• [EXERCISE DETAILS]: Report every line of the entries below that contains the string "floral". Case matters when matching.

• [RECORD LIST]:
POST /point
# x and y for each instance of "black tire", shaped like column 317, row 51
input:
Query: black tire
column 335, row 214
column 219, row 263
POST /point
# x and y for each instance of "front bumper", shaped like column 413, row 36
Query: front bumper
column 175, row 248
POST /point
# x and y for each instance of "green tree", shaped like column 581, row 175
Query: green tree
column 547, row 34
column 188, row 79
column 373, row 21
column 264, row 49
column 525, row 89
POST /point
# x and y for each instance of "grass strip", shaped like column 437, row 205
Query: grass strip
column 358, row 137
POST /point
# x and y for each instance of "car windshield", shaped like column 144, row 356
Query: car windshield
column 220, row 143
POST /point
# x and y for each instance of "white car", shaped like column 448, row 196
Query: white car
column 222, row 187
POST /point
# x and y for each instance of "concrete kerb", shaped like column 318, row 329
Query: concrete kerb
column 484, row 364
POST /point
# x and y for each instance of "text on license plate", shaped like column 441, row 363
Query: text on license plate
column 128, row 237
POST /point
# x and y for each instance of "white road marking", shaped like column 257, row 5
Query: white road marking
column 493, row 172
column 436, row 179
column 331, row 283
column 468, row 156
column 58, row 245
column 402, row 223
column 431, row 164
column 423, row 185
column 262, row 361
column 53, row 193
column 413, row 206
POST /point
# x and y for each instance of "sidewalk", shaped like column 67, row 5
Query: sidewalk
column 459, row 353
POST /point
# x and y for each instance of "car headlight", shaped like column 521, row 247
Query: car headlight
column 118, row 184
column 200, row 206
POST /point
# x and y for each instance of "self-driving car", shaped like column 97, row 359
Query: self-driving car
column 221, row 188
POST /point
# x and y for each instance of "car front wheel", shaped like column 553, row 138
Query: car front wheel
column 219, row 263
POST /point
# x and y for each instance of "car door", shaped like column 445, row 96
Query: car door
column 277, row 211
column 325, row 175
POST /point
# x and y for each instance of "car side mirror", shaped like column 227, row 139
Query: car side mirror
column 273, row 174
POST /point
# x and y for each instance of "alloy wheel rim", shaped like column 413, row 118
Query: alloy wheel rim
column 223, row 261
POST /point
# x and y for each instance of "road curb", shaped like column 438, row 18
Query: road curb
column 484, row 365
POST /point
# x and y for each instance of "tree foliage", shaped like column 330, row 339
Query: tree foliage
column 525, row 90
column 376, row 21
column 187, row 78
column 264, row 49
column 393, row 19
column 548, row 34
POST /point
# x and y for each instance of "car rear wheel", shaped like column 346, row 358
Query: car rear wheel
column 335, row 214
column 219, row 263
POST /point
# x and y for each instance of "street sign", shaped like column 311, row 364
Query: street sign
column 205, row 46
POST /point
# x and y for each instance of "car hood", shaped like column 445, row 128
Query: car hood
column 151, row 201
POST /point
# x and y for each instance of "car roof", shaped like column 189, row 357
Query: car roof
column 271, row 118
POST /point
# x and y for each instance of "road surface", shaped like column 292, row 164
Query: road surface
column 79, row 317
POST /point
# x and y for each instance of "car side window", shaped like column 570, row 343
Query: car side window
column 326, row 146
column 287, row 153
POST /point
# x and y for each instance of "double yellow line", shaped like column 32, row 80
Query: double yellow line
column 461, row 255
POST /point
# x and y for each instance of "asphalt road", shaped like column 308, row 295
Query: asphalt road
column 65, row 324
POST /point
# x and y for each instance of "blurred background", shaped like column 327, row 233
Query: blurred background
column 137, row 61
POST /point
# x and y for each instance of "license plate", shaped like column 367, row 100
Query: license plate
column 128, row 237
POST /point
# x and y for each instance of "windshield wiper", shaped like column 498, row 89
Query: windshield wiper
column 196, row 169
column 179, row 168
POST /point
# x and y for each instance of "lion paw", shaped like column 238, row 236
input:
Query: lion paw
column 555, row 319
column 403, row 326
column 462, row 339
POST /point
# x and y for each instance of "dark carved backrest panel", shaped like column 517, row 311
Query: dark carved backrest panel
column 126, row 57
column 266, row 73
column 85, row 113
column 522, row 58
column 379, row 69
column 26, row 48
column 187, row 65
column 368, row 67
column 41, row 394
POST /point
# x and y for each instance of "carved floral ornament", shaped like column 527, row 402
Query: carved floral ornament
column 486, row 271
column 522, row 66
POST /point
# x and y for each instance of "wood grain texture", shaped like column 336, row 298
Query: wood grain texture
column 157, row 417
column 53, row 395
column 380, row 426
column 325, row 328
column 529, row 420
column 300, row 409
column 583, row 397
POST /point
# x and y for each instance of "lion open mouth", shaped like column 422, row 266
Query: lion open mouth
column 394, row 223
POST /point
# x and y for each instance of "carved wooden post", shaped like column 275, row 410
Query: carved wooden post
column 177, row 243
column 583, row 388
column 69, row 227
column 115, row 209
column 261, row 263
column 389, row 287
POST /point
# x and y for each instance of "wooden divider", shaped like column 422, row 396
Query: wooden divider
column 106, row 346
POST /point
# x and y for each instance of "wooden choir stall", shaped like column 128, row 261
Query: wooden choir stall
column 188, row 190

* * *

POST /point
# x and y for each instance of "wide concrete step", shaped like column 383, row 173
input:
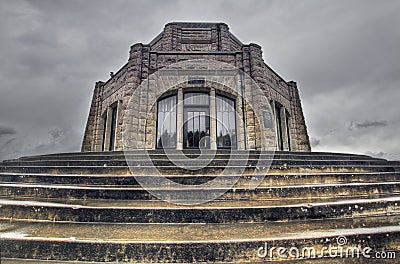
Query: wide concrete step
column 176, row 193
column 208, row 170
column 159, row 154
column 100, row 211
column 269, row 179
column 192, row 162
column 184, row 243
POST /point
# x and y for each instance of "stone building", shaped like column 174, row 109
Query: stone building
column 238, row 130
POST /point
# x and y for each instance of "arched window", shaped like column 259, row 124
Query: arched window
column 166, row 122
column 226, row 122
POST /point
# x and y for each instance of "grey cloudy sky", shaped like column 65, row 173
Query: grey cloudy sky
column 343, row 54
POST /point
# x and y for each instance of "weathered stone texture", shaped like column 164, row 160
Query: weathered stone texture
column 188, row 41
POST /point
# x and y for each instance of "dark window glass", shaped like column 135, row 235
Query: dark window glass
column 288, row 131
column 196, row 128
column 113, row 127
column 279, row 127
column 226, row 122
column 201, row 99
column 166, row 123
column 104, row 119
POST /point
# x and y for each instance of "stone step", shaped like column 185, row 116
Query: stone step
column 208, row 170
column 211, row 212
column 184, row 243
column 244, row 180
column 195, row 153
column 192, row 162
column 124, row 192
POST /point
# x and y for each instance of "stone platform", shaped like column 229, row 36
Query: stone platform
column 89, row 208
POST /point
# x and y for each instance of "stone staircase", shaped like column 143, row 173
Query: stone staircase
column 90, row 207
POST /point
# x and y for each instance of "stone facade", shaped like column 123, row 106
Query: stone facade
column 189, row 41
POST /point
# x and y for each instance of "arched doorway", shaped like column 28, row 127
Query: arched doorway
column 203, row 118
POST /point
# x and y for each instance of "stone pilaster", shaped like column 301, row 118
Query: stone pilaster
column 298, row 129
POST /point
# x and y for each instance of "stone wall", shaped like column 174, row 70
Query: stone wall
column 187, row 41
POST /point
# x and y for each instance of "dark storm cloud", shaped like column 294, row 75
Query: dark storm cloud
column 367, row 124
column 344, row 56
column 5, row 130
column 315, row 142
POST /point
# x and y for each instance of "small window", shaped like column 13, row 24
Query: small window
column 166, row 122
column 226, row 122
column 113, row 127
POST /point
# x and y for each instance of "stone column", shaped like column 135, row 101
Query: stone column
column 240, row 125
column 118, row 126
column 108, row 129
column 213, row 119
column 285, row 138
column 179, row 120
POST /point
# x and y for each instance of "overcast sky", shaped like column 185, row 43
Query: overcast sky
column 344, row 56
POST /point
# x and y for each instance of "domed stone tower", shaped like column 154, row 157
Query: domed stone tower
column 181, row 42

• [TASK OUTPUT]:
# x and y for each instance of "carved floral ornament", shaped like column 527, row 402
Query: carved floral ornament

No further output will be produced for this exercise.